PASSAGE PROVIDED -
________
According to the Description of the Isle of Ceylon (Amsterdam 1672) by the Dutch Rev. Phillipus Baldeus, who travelled in Sri Lanka in the 17th century. the kingdom of Jaffnapattinam consisted of the Jaffna Peninsula, the islands off Jaffna, and the Island of Mannar. But in dealing with the limitations of the kingdom, Queirós, an historian of Portuguese origin, says:
"This modest kingdom is not confined to the little district of Jaffnapatnam because to it are also added the neighboring lands and those of the Vanni which is said to be name of the lordship which they held before we obtained pocession of them, separated from the proceeding by a salty river and connected only in the extremity or isthamus of Pachalapali within which the lands of Baligamo, Bedamarache and Pachalapali forming that peninsula and outside of it stretch the lands of Vanni. Crosswise, from the side of Mannar to that of Triquillemele, being separated also from the country of Mantota in the jurisdiction of Captain of Mannar by the river Paragali;which (lands) ends in the river of the Cross in the midst of the lands of Vanni and of others which stretch as far as Triquillemele which according to the map appears to be a large tract of country".
 which indicated the kings of the kingdom just prior to capitulation to the Portuguese had jurisdiction over an area corresponding to the modern Northern Province of Sri Lanka and parts of the northern half of the eastern province and that the Portuguese claimed these based on their conquest.
________
WHAT IS EXPECTED -
Copy out the full passage on the kingdom of Jaffnapattinam word for word. Rely only on the passage about the kingdom of Jaffnapattinam.
________
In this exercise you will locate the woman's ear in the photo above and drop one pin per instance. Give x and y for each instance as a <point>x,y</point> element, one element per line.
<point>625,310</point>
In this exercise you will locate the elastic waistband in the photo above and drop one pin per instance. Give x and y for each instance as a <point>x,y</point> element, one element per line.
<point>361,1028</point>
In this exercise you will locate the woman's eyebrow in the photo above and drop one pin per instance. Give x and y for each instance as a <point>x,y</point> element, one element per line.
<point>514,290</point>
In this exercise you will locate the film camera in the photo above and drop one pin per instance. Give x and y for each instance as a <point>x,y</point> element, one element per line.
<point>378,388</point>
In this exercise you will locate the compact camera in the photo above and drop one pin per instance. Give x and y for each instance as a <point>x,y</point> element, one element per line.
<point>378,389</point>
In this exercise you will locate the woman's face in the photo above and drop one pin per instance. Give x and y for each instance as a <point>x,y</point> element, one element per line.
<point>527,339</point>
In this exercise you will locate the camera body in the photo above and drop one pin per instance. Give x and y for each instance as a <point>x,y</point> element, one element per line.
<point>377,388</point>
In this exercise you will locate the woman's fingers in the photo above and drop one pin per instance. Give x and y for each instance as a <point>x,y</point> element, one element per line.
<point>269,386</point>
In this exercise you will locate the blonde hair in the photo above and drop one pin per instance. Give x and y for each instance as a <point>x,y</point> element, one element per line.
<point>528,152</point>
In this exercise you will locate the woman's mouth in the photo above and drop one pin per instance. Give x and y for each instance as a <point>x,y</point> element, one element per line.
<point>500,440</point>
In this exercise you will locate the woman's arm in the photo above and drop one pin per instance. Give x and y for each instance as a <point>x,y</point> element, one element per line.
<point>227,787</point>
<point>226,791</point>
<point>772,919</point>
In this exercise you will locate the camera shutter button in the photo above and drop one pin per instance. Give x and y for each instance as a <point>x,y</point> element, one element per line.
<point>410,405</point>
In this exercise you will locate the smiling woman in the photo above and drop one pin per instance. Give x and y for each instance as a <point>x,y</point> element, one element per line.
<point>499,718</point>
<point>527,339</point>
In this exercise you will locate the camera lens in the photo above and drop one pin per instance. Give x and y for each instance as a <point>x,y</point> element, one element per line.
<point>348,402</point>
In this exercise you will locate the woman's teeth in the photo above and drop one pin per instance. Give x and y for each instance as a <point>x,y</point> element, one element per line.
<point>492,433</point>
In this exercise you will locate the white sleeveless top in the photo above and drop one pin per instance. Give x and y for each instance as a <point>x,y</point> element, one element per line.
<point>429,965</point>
________
TASK ANSWER -
According to the Description of the Isle of Ceylon (Amsterdam 1672) by the Dutch Rev. Phillipus Baldeus, who travelled in Sri Lanka in the 17th century. the kingdom of Jaffnapattinam consisted of the Jaffna Peninsula, the islands off Jaffna, and the Island of Mannar. But in dealing with the limitations of the kingdom, Queirós, an historian of Portuguese origin, says:
"This modest kingdom is not confined to the little district of Jaffnapatnam because to it are also added the neighboring lands and those of the Vanni which is said to be name of the lordship which they held before we obtained pocession of them, separated from the proceeding by a salty river and connected only in the extremity or isthamus of Pachalapali within which the lands of Baligamo, Bedamarache and Pachalapali forming that peninsula and outside of it stretch the lands of Vanni. Crosswise, from the side of Mannar to that of Triquillemele, being separated also from the country of Mantota in the jurisdiction of Captain of Mannar by the river Paragali;which (lands) ends in the river of the Cross in the midst of the lands of Vanni and of others which stretch as far as Triquillemele which according to the map appears to be a large tract of country".
 which indicated the kings of the kingdom just prior to capitulation to the Portuguese had jurisdiction over an area corresponding to the modern Northern Province of Sri Lanka and parts of the northern half of the eastern province and that the Portuguese claimed these based on their conquest.